The funny thing about China is you can never really understand the magnitude of it if you just listen to the Western media.  I can’t even begin to imagine the havoc that the international economic crisis is wreaking over there.  The BBC reports that Chinese factories are hemhorraging jobs: enough to send the migrant workers who’ve flooded the cities back to the countryside.

It makes me wonder what Beijing looks like now.  The city’s actual population was almost twice its official population while we were there.  It makes me wonder what the migrant worker schools, hospitals and daycares look like today.  I wonder if the streets seem oddly empty?  Maybe not yet, but maybe soon.

Of course, the other thing that China’s government is worried about is civil unrest.  I think it’s interesting that they think that keeping people employed and paying them as little as a quarter of what they originally made is going to keep them from being cranky.  Granted, for those factories that are retaining all their workers but paying them less than half their normal wages, workers are probably still making more than they would back in the home village.

What the exercise asks:
Write the next few sentences of the post above about the economic crisis and China's migrant workers, picking up right after its final sentence.

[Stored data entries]
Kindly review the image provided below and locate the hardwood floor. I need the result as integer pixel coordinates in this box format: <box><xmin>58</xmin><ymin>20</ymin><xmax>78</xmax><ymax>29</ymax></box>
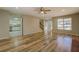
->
<box><xmin>0</xmin><ymin>33</ymin><xmax>79</xmax><ymax>52</ymax></box>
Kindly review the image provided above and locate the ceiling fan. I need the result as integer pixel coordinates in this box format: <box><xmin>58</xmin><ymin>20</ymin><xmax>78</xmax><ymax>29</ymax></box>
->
<box><xmin>36</xmin><ymin>7</ymin><xmax>51</xmax><ymax>14</ymax></box>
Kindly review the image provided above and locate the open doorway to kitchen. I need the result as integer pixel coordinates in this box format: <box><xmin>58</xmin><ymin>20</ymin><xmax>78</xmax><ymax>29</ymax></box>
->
<box><xmin>9</xmin><ymin>16</ymin><xmax>23</xmax><ymax>37</ymax></box>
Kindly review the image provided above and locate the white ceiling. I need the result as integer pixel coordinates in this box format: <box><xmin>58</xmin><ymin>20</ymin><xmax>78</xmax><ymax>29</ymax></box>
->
<box><xmin>0</xmin><ymin>7</ymin><xmax>79</xmax><ymax>18</ymax></box>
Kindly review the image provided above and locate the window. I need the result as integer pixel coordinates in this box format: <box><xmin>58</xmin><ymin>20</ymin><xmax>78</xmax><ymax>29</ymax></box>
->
<box><xmin>57</xmin><ymin>18</ymin><xmax>72</xmax><ymax>30</ymax></box>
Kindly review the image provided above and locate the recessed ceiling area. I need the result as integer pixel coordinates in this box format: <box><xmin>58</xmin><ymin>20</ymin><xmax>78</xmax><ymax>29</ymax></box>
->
<box><xmin>0</xmin><ymin>7</ymin><xmax>79</xmax><ymax>18</ymax></box>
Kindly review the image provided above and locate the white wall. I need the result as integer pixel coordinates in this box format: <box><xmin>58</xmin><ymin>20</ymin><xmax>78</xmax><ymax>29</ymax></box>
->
<box><xmin>0</xmin><ymin>10</ymin><xmax>9</xmax><ymax>39</ymax></box>
<box><xmin>22</xmin><ymin>16</ymin><xmax>41</xmax><ymax>35</ymax></box>
<box><xmin>52</xmin><ymin>13</ymin><xmax>79</xmax><ymax>35</ymax></box>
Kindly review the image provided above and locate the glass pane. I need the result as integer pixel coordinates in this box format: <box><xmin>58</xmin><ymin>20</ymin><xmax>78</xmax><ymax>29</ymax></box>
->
<box><xmin>10</xmin><ymin>17</ymin><xmax>22</xmax><ymax>36</ymax></box>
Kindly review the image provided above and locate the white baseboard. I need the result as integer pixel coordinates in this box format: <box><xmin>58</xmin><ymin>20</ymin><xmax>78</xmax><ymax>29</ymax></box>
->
<box><xmin>0</xmin><ymin>37</ymin><xmax>10</xmax><ymax>40</ymax></box>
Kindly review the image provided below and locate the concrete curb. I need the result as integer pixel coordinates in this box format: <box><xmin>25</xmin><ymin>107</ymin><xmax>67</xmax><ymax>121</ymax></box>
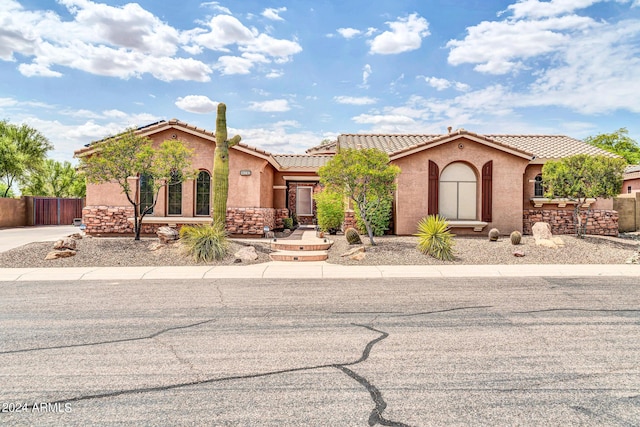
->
<box><xmin>0</xmin><ymin>261</ymin><xmax>640</xmax><ymax>282</ymax></box>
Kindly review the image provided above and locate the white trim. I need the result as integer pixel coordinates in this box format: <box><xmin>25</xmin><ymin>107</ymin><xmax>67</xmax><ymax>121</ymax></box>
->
<box><xmin>530</xmin><ymin>197</ymin><xmax>596</xmax><ymax>208</ymax></box>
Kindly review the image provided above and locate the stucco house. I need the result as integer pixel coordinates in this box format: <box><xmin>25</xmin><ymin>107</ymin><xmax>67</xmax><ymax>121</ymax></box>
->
<box><xmin>76</xmin><ymin>119</ymin><xmax>618</xmax><ymax>239</ymax></box>
<box><xmin>622</xmin><ymin>165</ymin><xmax>640</xmax><ymax>194</ymax></box>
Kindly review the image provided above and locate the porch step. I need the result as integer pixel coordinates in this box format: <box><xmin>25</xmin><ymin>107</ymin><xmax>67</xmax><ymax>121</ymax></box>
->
<box><xmin>271</xmin><ymin>239</ymin><xmax>333</xmax><ymax>252</ymax></box>
<box><xmin>269</xmin><ymin>250</ymin><xmax>329</xmax><ymax>262</ymax></box>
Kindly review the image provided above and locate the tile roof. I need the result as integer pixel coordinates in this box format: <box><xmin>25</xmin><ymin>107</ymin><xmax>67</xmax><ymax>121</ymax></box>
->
<box><xmin>624</xmin><ymin>165</ymin><xmax>640</xmax><ymax>173</ymax></box>
<box><xmin>273</xmin><ymin>154</ymin><xmax>333</xmax><ymax>169</ymax></box>
<box><xmin>338</xmin><ymin>129</ymin><xmax>615</xmax><ymax>159</ymax></box>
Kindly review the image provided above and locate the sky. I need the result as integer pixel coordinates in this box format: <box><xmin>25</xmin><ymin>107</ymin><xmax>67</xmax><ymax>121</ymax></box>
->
<box><xmin>0</xmin><ymin>0</ymin><xmax>640</xmax><ymax>161</ymax></box>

Result for this task:
Nevertheless, I think that the Chinese government is going to be entering some interesting territory the next few months.  It’ll be interesting to see what happens, because now that they’ve let the market in, it doesn’t seem like it’s going to go away.  Also, I’m fascinated by this new take on “economic freedom makes us free,” a mantra that I heard all over Beijing while I was there.  Maybe this attachment to the market is going to make China free, but not in the way many Chinese initially thought?